### TASK DETAILS:
Print the data exactly, leaving nothing out.

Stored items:
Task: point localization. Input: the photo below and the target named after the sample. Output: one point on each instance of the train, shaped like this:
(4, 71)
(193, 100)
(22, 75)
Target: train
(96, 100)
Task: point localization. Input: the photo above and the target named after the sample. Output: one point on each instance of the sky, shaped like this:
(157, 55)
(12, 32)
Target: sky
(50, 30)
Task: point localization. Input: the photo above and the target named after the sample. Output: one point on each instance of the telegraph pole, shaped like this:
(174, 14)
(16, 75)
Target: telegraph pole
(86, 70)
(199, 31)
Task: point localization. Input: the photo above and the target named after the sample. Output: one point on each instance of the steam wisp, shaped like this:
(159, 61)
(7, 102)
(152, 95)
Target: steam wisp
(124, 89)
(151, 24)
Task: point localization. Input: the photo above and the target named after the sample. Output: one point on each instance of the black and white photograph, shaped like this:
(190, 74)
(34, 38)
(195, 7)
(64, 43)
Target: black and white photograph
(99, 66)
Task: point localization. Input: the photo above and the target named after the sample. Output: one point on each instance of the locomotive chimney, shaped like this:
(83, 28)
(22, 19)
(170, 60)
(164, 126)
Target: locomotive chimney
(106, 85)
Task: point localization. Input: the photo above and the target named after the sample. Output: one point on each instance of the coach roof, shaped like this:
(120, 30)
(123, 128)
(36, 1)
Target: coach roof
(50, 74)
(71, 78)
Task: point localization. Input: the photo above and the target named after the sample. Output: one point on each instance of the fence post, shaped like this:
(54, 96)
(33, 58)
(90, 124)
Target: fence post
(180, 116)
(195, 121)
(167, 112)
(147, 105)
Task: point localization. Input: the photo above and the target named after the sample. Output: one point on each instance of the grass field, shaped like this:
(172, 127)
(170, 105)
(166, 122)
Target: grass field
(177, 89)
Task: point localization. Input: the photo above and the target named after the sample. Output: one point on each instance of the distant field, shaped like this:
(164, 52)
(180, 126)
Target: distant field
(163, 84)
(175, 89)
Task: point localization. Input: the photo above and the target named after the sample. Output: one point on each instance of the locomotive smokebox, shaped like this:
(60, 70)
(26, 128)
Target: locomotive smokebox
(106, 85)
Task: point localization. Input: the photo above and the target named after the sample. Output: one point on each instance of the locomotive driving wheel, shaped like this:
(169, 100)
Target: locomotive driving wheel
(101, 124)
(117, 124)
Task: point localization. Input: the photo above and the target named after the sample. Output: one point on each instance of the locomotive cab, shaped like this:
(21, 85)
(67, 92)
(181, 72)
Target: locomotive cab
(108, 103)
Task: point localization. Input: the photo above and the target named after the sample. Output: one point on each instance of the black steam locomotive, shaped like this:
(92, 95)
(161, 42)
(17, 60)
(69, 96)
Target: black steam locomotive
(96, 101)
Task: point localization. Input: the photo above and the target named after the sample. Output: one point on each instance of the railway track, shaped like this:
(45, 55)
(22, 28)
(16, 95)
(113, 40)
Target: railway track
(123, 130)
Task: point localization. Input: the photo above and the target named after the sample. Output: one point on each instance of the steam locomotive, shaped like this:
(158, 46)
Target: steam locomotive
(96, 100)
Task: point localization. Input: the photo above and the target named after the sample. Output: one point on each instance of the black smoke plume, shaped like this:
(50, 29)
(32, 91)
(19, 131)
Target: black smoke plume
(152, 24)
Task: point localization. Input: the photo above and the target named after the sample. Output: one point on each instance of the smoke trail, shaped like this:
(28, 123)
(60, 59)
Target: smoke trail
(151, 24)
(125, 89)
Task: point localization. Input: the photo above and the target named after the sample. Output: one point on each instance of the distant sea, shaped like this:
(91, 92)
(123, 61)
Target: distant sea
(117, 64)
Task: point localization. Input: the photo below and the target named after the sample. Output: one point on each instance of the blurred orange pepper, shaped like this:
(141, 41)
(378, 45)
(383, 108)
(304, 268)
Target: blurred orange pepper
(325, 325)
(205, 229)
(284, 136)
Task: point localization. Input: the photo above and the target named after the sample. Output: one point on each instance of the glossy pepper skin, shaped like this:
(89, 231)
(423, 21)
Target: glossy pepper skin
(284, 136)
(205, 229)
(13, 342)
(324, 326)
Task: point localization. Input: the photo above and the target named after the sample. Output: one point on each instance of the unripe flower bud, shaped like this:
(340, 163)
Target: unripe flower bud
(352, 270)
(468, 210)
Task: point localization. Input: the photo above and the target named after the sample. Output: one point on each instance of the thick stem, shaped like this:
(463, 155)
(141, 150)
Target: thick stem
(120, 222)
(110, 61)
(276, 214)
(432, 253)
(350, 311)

### RESULT:
Task: point localization. Input: the photo below and the target named after the sample. Output: one point on each instance of the train, shaped like this:
(4, 71)
(193, 100)
(22, 75)
Target: train
(96, 100)
Task: point localization. Input: the photo above and the target named after the sample. Output: one point on each instance of the sky, shaped like this:
(157, 55)
(12, 32)
Target: sky
(50, 30)
Task: point localization. Input: the photo above and the target named after the sample. Output: one point on each instance of the telegraph pole, shaped like this:
(174, 14)
(16, 75)
Target: telegraph pole
(86, 70)
(199, 31)
Task: point localization. Input: the photo above and the target named after the sample. Output: one point on each instance of the steam wisp, shaped like this:
(159, 61)
(7, 102)
(152, 95)
Target: steam wisp
(124, 89)
(151, 24)
Task: point localization. Input: the photo above and the target named after the sample. Output: one point on each instance of the black and white photograph, shaped like this:
(190, 74)
(34, 38)
(195, 7)
(64, 43)
Target: black and white photograph
(99, 66)
Task: point localization. Input: the photo above and the target named after the sample. Output: one point on each instance of the locomotive chimney, shaped like this:
(83, 28)
(22, 19)
(170, 60)
(164, 126)
Target: locomotive chimney
(106, 85)
Task: point localization. Input: the photo above and the target named after the sample. Output: one point on each instance of the coach roof, shaped like this:
(120, 30)
(123, 128)
(36, 1)
Target: coach roof
(50, 74)
(71, 78)
Task: point localization. Input: the photo above and the target named after the sample. Output: one point on each instance of the fence post, shaped like this:
(54, 96)
(33, 58)
(90, 124)
Target: fence post
(180, 116)
(195, 121)
(167, 112)
(147, 105)
Task: point localization. Input: the photo above and the target named after the sample. Output: one point on each instance of the grass field, shaped like this:
(172, 127)
(170, 105)
(166, 122)
Target: grass field
(177, 89)
Task: point localization. Input: the photo above and the target named after the sample. Output: one point on each instance of the distant field, shaped like this:
(164, 52)
(180, 126)
Target: distant field
(163, 84)
(175, 89)
Task: point localization. Input: the photo above and the target named after the sample. Output: one point on each instance of the locomotive smokebox, shaped like this:
(60, 70)
(26, 128)
Target: locomotive smokebox
(106, 85)
Task: point localization. Input: the photo above and the target named after the sample. Output: one point on each instance of the locomotive driving wheel, shaped like this:
(169, 100)
Target: locomotive driving wheel
(101, 124)
(117, 124)
Task: point localization. Input: the photo above and the target named after the sample. Output: one point on each instance of the locomotive cab, shaped like this:
(21, 85)
(67, 92)
(181, 72)
Target: locomotive cab
(108, 103)
Task: point localization. Input: the photo above and the target named after the sample. Output: one point on each instance of the black steam locomotive, shaped like this:
(92, 95)
(161, 42)
(17, 60)
(69, 96)
Target: black steam locomotive
(96, 101)
Task: point localization. Input: the photo above and the target named after the sample. Output: one point on each instance of the railway track, shaped like this:
(45, 55)
(22, 28)
(16, 95)
(113, 40)
Target: railway track
(123, 130)
Task: point localization. Input: the photo above and the target named after the sample. Output: one point on each instance of the steam locomotive, shaped like this:
(158, 46)
Target: steam locomotive
(96, 100)
Task: point localization. Input: the photo above and the target named after the sample. Output: one point on each instance of the black smoke plume, shaped like this:
(50, 29)
(32, 91)
(19, 131)
Target: black smoke plume
(152, 24)
Task: point localization. Input: the photo above and the target named after the sample. Output: one point on each instance of the smoke trail, shaped like this:
(28, 123)
(60, 59)
Target: smoke trail
(151, 24)
(125, 89)
Task: point localization. Input: the photo above and the target named after the sample. Output: one point on each instance of the distant sea, shaped like this:
(91, 92)
(123, 61)
Target: distant sea
(117, 64)
Task: point localization. Input: the photo below and the target named after the sample. Output: one point on each instance of the blurred orange pepper, shaped like this:
(141, 41)
(378, 45)
(383, 108)
(304, 268)
Target: blurred orange pepper
(325, 325)
(205, 229)
(284, 136)
Task: point localization. Input: the photo above and the target named after the sample. Output: one point on each instance of the glossy pepper skin, shaped like this:
(89, 231)
(423, 21)
Target: glossy pepper skin
(284, 136)
(205, 229)
(13, 342)
(324, 326)
Task: point localization. Input: the photo above and the target named after the sample. Output: one point on each instance of the unripe flower bud, shaped like this:
(340, 163)
Target: unripe flower bud
(352, 270)
(468, 210)
Task: point localization. Input: the photo above and the target named after the sample. Output: one point on each instance of the thick stem, shaped like this:
(463, 155)
(141, 150)
Target: thick stem
(120, 222)
(110, 61)
(276, 214)
(432, 253)
(350, 311)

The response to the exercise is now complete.